> **Extracted information**
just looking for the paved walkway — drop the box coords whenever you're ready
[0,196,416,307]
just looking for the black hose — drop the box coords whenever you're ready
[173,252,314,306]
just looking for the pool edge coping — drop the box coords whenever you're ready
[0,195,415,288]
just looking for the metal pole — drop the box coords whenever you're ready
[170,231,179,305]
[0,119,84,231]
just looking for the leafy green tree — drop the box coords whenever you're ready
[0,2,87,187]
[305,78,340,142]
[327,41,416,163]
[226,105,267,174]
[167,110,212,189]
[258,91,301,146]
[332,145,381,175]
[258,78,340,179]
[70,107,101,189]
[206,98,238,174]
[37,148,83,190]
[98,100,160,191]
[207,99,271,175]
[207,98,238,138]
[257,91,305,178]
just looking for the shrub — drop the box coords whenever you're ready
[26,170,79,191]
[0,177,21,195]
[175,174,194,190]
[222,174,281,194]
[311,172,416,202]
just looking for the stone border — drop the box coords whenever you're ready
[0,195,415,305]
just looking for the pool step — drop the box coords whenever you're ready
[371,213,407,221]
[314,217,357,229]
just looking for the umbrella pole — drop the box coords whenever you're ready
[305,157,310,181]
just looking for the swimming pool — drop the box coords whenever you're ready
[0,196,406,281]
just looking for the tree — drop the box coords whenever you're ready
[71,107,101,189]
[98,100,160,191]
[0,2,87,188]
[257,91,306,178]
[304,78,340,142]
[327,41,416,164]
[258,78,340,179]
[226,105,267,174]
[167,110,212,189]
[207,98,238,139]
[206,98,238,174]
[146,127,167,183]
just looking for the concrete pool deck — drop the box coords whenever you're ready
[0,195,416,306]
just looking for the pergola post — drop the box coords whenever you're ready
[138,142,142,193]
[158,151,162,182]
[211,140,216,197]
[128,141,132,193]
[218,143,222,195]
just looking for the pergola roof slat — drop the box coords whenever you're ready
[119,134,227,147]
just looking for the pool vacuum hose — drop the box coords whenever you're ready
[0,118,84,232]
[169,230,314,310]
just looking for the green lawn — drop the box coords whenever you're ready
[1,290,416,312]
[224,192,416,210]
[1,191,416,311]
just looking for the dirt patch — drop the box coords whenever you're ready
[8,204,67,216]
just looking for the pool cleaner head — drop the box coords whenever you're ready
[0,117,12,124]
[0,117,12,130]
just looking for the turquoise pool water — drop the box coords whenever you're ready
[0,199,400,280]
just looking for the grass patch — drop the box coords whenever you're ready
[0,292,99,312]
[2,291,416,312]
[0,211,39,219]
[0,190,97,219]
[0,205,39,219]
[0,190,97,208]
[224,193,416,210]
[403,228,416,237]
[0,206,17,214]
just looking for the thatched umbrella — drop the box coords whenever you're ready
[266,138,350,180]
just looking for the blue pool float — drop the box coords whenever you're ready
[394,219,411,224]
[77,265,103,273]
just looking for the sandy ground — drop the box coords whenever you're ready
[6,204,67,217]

> **Task details**
Retype every entry, keeping each character as it was.

> **Problem solution**
just looking for the paved walkway — drop the box coords whenever you're ready
[0,196,416,307]
just looking for the black hose — drop the box coords whenever you're ready
[173,252,314,306]
just looking for the pool edge coping — drop the box coords whenever you're ready
[0,195,415,288]
just looking for the metal pole — drop the box coords whenever you're ready
[170,231,179,305]
[0,119,84,231]
just looking for the leafy green tree — drop the box coords whenever you're ready
[0,2,87,187]
[305,78,340,142]
[327,41,416,163]
[226,105,267,174]
[167,110,212,189]
[258,91,301,146]
[332,145,381,175]
[258,78,340,179]
[70,107,101,189]
[206,98,238,174]
[37,148,83,190]
[98,100,160,191]
[207,99,271,175]
[207,98,238,138]
[257,91,305,178]
just looking for the shrub — drop the box coords whenever you're ready
[26,170,79,191]
[0,177,21,195]
[175,174,194,190]
[222,174,281,194]
[311,172,416,202]
just looking for the stone border — drop the box coords whenever you're ready
[0,195,415,305]
just looking for the pool step — drop the box coords whenever you're ready
[371,213,407,221]
[314,217,357,229]
just looking for the umbrella pole — drop the box coords whenever you're ready
[305,157,310,181]
just looking for the swimming pool — drop the box coords whenever you're ready
[0,196,406,281]
just looking for the tree — drop the box coords whenever you're ready
[71,107,101,189]
[98,100,160,191]
[0,2,87,188]
[257,91,306,178]
[304,78,340,142]
[327,41,416,164]
[258,78,340,179]
[226,105,267,174]
[167,110,212,189]
[207,98,238,139]
[206,98,238,174]
[146,127,167,183]
just looking for the concrete pool deck — drop the box coords whenever you're ready
[0,195,416,306]
just looking for the pergola post — drop the box coords whenever you're ready
[138,142,142,193]
[158,151,162,182]
[211,140,216,197]
[128,141,132,193]
[218,143,222,195]
just looking for the pergola roof slat — drop the box coords whenever you're ready
[119,134,227,147]
just looking for the pool vacuum hose — drop the box coords whenever you're ready
[0,118,84,232]
[169,230,314,310]
just looking for the green lawn — drop the box coords whenever you're ready
[1,290,416,312]
[224,192,416,210]
[1,191,416,311]
just looking for the dirt patch — drop the box coords whenever you're ready
[8,204,67,216]
just looking for the pool cleaner head — drop the box coords whenever you're ready
[0,117,12,124]
[0,117,12,130]
just looking for the turquoise pool water — drop the box coords whenever you're ready
[0,199,400,280]
just looking for the grass patch — drop the box coords whenever you're ready
[0,292,99,312]
[2,291,416,312]
[0,211,39,219]
[0,190,97,219]
[0,205,39,219]
[0,190,97,208]
[224,193,416,210]
[403,228,416,237]
[0,206,17,214]
just looking for the thatched umbrella — drop the box coords whenever you're ready
[266,138,350,180]
just looking for the blue pool float — drop the box coords whenever you're ready
[394,219,411,224]
[77,265,103,273]
just looking for the sandy ground — drop the box coords whenever you're ready
[6,204,67,217]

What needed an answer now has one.